● **YOUR GOAL**
Rewrite the lines between the one holding "navy hoodie in" and the one holding "[[260, 163], [196, 263], [133, 164], [139, 288], [269, 288]]", inclusive, giving every line again with the requests unchanged. Multiply each coordinate in the answers by 0.6 and round to whole numbers, halves up.

Raw records
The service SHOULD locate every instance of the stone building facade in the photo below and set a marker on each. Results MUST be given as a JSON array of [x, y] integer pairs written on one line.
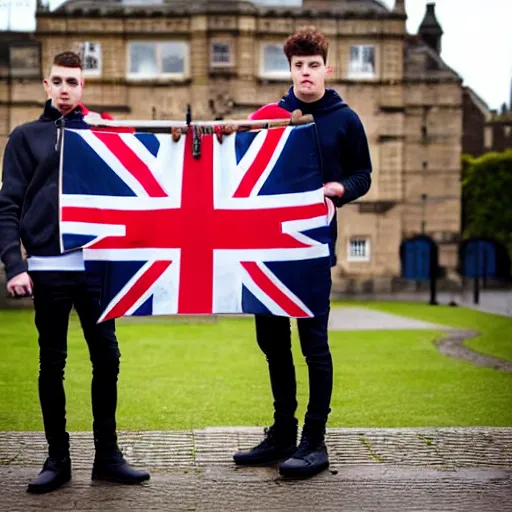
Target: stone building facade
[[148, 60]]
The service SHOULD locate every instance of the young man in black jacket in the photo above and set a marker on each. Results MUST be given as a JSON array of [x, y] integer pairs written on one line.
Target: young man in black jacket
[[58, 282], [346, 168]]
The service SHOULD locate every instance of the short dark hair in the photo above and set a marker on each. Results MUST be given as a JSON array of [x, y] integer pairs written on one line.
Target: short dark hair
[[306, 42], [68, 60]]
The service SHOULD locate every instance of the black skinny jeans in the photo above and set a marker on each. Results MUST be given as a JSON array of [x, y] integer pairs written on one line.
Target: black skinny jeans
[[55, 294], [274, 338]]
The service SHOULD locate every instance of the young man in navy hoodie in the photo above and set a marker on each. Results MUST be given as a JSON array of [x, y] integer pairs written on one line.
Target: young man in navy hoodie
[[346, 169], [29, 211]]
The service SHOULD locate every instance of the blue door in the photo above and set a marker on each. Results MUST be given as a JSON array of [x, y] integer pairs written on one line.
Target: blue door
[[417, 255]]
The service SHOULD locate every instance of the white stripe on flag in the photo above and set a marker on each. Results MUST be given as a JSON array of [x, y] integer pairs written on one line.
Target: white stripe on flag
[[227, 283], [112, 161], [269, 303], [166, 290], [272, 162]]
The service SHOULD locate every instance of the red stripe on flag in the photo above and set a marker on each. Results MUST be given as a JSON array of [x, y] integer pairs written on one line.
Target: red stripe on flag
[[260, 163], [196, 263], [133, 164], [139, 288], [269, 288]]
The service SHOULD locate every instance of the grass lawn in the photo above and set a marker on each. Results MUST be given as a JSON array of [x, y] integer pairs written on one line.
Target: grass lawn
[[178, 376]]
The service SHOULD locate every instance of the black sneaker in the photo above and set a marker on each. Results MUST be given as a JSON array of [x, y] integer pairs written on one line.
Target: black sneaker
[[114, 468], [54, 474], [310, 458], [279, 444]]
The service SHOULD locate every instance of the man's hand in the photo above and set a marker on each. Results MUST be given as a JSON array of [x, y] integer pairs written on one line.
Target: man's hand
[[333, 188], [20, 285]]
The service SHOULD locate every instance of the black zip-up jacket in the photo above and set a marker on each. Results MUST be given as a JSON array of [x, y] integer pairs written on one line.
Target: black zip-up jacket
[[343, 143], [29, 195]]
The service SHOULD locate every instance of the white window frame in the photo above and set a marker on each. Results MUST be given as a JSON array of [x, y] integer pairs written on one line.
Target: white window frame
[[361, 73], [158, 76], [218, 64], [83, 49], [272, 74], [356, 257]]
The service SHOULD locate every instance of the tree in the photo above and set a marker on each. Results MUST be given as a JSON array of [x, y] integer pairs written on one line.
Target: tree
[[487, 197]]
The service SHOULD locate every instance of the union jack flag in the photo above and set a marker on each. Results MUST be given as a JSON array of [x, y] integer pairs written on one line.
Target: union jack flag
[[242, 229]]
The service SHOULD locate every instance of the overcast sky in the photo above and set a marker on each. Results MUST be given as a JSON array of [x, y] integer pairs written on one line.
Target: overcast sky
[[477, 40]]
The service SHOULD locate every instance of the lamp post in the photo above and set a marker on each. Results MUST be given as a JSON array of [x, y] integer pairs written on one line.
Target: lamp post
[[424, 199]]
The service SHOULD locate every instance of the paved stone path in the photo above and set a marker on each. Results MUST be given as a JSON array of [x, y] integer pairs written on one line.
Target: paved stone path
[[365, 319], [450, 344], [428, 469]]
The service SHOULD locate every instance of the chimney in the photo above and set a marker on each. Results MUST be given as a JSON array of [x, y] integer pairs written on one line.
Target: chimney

● **ANSWER BELOW**
The service SHOULD locate every instance of the young man in navy hoodie in the photo above and set a marker on each. Results MUST be given as a JSON array of [x, y] integer pairs written on one line.
Target: young man in navy hoodie
[[208, 101], [17, 127]]
The service SHOULD locate every instance of the blue door in the photo above and set a marker on each. Results MUST be given as a JSON array of [x, y] integer pairs written on one line.
Target: blue door
[[250, 153]]
The service SHOULD locate every instance of the white stripe on flag in the photo above and set a marker on each. Results MUST be given as a JSON array of [x, y] integer pairs written on one line.
Target: white stripe on flag
[[136, 170], [67, 97], [161, 182], [100, 174], [163, 97]]
The service SHOULD locate every instance of the red stripe on flag in the photo above and set a marker on each. Results MUST be given as a JSON array of [x, y] integer pairs written on one line.
Target: red stripe on flag
[[156, 98], [118, 158], [80, 98], [83, 173], [161, 173]]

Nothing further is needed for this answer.